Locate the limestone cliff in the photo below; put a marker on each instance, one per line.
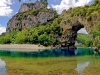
(76, 18)
(29, 15)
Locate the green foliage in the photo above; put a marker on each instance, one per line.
(5, 39)
(45, 2)
(40, 34)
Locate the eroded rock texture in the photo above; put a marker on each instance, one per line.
(29, 15)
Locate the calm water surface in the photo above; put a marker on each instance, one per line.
(57, 63)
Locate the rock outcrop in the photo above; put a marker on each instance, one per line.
(29, 15)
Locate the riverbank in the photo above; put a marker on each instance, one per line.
(22, 47)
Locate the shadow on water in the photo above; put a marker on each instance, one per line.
(2, 68)
(49, 52)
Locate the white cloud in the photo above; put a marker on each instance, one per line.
(5, 9)
(66, 4)
(2, 29)
(82, 30)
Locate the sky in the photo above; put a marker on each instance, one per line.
(9, 8)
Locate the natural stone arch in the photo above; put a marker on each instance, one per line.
(69, 35)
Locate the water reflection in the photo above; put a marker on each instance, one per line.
(2, 68)
(81, 66)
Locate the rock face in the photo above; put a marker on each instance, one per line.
(29, 6)
(70, 30)
(29, 15)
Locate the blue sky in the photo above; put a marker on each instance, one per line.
(10, 7)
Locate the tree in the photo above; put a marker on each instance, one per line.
(45, 2)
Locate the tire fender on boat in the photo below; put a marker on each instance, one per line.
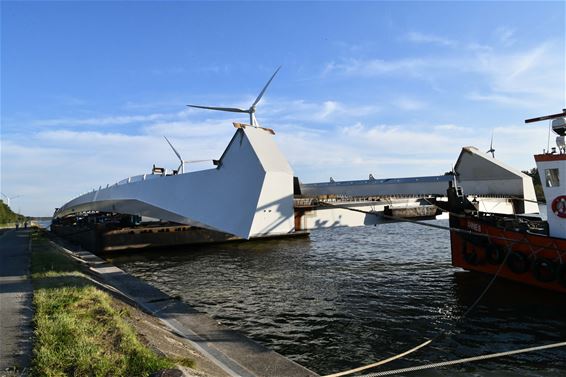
(472, 254)
(518, 262)
(559, 206)
(544, 270)
(494, 254)
(561, 274)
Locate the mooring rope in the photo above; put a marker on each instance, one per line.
(385, 361)
(462, 361)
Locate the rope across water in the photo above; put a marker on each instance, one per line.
(466, 313)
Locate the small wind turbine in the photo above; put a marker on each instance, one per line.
(181, 167)
(491, 150)
(251, 110)
(9, 198)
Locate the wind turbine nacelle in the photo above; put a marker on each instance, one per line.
(559, 126)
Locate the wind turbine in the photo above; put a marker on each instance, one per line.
(9, 198)
(181, 167)
(250, 111)
(491, 150)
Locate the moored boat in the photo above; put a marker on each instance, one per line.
(522, 248)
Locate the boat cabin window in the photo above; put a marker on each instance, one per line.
(552, 177)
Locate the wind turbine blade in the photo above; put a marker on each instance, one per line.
(174, 150)
(264, 88)
(229, 109)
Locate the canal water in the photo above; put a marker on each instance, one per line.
(347, 297)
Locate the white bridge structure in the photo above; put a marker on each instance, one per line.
(251, 191)
(248, 194)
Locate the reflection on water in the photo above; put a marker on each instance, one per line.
(350, 296)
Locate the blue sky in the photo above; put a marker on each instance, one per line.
(395, 89)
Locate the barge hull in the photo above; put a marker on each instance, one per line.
(528, 258)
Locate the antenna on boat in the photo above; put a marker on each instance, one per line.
(181, 168)
(250, 111)
(491, 150)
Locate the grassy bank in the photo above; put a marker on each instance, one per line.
(79, 329)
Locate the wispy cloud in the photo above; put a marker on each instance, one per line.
(111, 120)
(531, 77)
(418, 37)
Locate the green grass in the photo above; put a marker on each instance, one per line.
(78, 330)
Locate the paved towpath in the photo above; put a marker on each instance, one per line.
(15, 303)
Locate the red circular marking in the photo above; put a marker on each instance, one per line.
(559, 206)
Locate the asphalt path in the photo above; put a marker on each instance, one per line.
(16, 309)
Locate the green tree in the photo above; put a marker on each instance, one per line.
(7, 215)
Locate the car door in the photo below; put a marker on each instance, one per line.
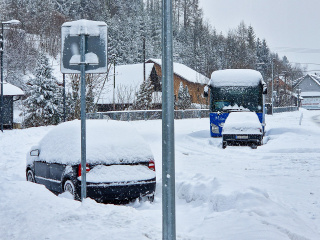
(56, 171)
(41, 172)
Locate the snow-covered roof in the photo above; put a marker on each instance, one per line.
(185, 72)
(235, 77)
(128, 80)
(315, 78)
(11, 90)
(107, 142)
(310, 94)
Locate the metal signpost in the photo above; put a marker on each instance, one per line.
(84, 50)
(168, 170)
(11, 22)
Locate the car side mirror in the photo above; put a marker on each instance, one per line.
(35, 153)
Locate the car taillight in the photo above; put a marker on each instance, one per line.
(79, 169)
(151, 165)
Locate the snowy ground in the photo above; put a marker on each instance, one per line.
(272, 192)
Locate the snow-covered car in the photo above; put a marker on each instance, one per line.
(242, 128)
(120, 164)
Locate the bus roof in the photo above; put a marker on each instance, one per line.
(235, 78)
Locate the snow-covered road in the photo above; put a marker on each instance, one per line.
(234, 193)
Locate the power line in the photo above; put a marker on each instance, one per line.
(306, 63)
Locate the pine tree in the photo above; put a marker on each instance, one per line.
(43, 106)
(144, 96)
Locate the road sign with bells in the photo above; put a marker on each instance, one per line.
(95, 33)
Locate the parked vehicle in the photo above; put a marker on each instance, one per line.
(120, 164)
(242, 128)
(235, 90)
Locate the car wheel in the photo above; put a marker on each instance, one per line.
(149, 197)
(30, 176)
(68, 186)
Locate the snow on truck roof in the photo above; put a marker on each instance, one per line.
(108, 142)
(236, 78)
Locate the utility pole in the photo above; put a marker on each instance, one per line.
(168, 152)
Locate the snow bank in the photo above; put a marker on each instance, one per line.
(107, 142)
(235, 78)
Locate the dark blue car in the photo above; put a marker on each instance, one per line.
(120, 165)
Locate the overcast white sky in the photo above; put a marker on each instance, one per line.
(291, 27)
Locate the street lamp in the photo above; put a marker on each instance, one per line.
(1, 53)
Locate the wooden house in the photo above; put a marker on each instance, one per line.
(119, 93)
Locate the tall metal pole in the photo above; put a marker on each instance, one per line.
(144, 59)
(114, 81)
(168, 168)
(64, 97)
(1, 51)
(272, 86)
(83, 117)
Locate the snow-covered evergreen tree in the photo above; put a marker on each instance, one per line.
(44, 102)
(144, 96)
(184, 98)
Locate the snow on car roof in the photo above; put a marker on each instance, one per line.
(235, 77)
(244, 122)
(108, 142)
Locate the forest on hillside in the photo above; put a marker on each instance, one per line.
(197, 43)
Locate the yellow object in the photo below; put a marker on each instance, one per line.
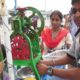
(29, 79)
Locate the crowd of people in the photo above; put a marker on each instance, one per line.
(51, 38)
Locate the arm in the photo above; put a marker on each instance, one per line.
(63, 73)
(69, 40)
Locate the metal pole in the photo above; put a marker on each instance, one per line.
(15, 6)
(7, 45)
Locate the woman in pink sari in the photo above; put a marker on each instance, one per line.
(56, 37)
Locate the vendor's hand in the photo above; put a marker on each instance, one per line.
(47, 62)
(1, 67)
(42, 68)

# # #

Task » What you return must be the entries above, exactly as they appear, without any pictures.

Solution to the problem »
Locate the limestone cliff in the photo below; put a marker on each instance, one per line.
(76, 18)
(29, 15)
Locate the green foliage in the photo above; put a marker on each instance, one per line.
(5, 39)
(45, 2)
(40, 34)
Locate the eroded rock texture in the photo above; put a marker on each instance, one per line.
(29, 15)
Locate the calm water surface in the photo above; put a marker on each instance, one per line.
(57, 63)
Locate the rock outcrop in the photo above; put a marker on each instance, one per line.
(29, 15)
Locate the riverbank in the photo above; put a marker on each instance, one per line.
(22, 47)
Locate the shadow on water in the photo above; put a marker on each instance, one per line.
(2, 68)
(49, 52)
Locate the white cloud in the photo above; put a marker on each instance, one per line.
(5, 9)
(66, 4)
(2, 29)
(82, 30)
Locate the sky in the photo above; put a marker on each instance, one per line.
(9, 8)
Locate the natural stone arch in the photo above; put a marker on each instance, one per line.
(69, 35)
Locate the water reflection in the photo above; put a marker on each instance, one per line.
(2, 68)
(81, 66)
Locate the rock face in the photo above; put a marker on each instance, one per line.
(29, 6)
(70, 30)
(29, 15)
Locate the blue sky in the photo above; put a marker on each instance, one per line.
(10, 7)
Locate the tree in the photo above; put a marker on each instance, one per line.
(45, 2)
Locate the tire fender on boat in the photo below; put a marker on each instance, one per line.
(472, 254)
(518, 262)
(559, 206)
(544, 270)
(494, 254)
(561, 274)
Locate the mooring rope in the photo above; put a marker on each instance, one per line.
(385, 361)
(462, 361)
Locate the rope across water in the photo above; put a marker on each instance, one per line.
(466, 313)
Locate the small wind turbine in the photo above; put a marker on each instance, one per line.
(181, 167)
(491, 150)
(251, 110)
(9, 198)
Locate the wind turbine nacelle in the photo above; put a marker on each instance, one per line.
(559, 126)
Locate the wind turbine in the photo above; put a marker on each instance, one per line.
(9, 198)
(181, 167)
(250, 111)
(491, 150)
Locate the moored boat in the photo above; put a marker on each instance, one per line.
(522, 248)
Locate the boat cabin window in the photo above; put a marker on each instance, one per line.
(552, 177)
Locate the wind turbine blade in the photo above; put a marker on each instance, one per line.
(174, 150)
(264, 88)
(229, 109)
Locate the canal water in the photo above; put a marker on each instance, one per line.
(347, 297)
Locate the white bridge structure in the photo above; put a marker on each instance, one per line.
(251, 191)
(248, 194)
Locate the reflection on water in the photo above; put a marker on each instance, one per line.
(350, 296)
Locate the blue sky in the photo above; put a marker on each instance, one per line.
(395, 89)
Locate the barge hull in the photo above; put a marker on each instance, one per line.
(528, 258)
Locate the antenna on boat in the photo above; put a marker on each instance, one per line.
(181, 168)
(250, 111)
(491, 150)
Locate the grassy bank in the photo above; put a marker on each instance, one per line.
(79, 329)
Locate the wispy cloud in the photo above; put a marker on each instance, one per line.
(111, 120)
(531, 77)
(418, 37)
Locate the green grass in the photo above; put a marker on each instance, one per line.
(78, 330)
Locate the paved towpath in the photo above; put a marker on each instance, one per line.
(15, 303)
Locate the red circular marking in the photo above; put a marker on each instance, one per line.
(559, 206)
Locate the asphalt path in the photo above; put a marker on each instance, one per line.
(16, 309)
Locate the green tree in the photo above; put a marker on each instance, one per line.
(7, 215)
Locate the car door in the photo below; put a marker on each instance, one per line.
(56, 171)
(41, 172)
Locate the snow-covered roof in the photo above; put a marker on each instance, one per line.
(185, 72)
(235, 77)
(128, 80)
(315, 78)
(11, 90)
(107, 142)
(310, 94)
Locate the metal signpost in the photo above; put a marker on each instance, one per line.
(84, 50)
(168, 170)
(11, 22)
Locate the car side mirror in the photo above; put a marker on each instance, one per line.
(35, 153)
Locate the car taillight in the photo above; put a marker on each instance, one per line.
(79, 169)
(151, 165)
Locate the snowy ground in the photo above; put a marker on each instance, one per line.
(272, 192)
Locate the snow-covered car in the photo above; put a marker on each instance, one per line.
(242, 128)
(120, 164)
Locate the bus roof in the photo above; put a marker on each instance, one per line.
(235, 78)
Locate the snow-covered road in the photo above; put a marker on each instance, one per line.
(234, 193)
Locate the power line in the photo above; put a marker on each instance, one per line.
(306, 63)
Locate the pine tree in the photo above; put a marker on each instance, one per line.
(43, 106)
(144, 96)
Locate the road sign with bells in the photo above; put a marker on each instance, one per line.
(95, 33)
Locate the parked vehicle in the photo above; put a marker on each instance, one per line.
(120, 164)
(242, 128)
(235, 90)
Locate the car wheel in the photo above; put a marker on each instance, one per line.
(149, 197)
(30, 176)
(68, 186)
Locate the snow on truck roof in the photo above; put a marker on each instance, one per line.
(108, 142)
(236, 78)
Locate the utility pole in the photo above; put a marker on each instance, one per line.
(168, 152)
Locate the snow bank in the photo above; put a marker on each instance, one per line.
(107, 142)
(235, 78)
Locate the dark blue car in the photo above; put a marker on each instance, one per line.
(120, 165)
Locate the overcast white sky in the photo above; put a marker on each instance, one per line.
(291, 27)
Locate the street lamp in the photo above; put a marker on each instance, one per line.
(1, 53)
Locate the wooden house in the photo above; put a marker on each instance, one per line.
(119, 93)
Locate the tall metal pole in the photo above; put a marker on each instance, one per line.
(144, 59)
(114, 81)
(168, 168)
(64, 97)
(1, 51)
(272, 86)
(83, 117)
Locate the snow-covered evergreen tree in the photo above; put a marker on each instance, one per line.
(44, 102)
(144, 96)
(184, 98)
Locate the snow on car roof in the photo above; put a marker on each instance, one per line.
(235, 77)
(244, 122)
(108, 142)
Locate the forest on hillside in the photo above; put a marker on each instance, one per line.
(197, 43)
Locate the yellow object in the photo below; put a marker on each instance, one per line.
(29, 79)
Locate the crowd of people in the photo above; put a marker on each instance, one per line.
(51, 38)
Locate the arm in the photo above; put a marker on each instance, one per line.
(63, 73)
(69, 40)
Locate the metal pole in the photo above; put a marker on each instance, one per line.
(15, 6)
(7, 45)
Locate the woman in pink sari in the photo above; put a marker on each instance, one per line.
(56, 37)
Locate the vendor's hand in the photo above; put a marker on each instance, one per line.
(47, 62)
(1, 67)
(42, 68)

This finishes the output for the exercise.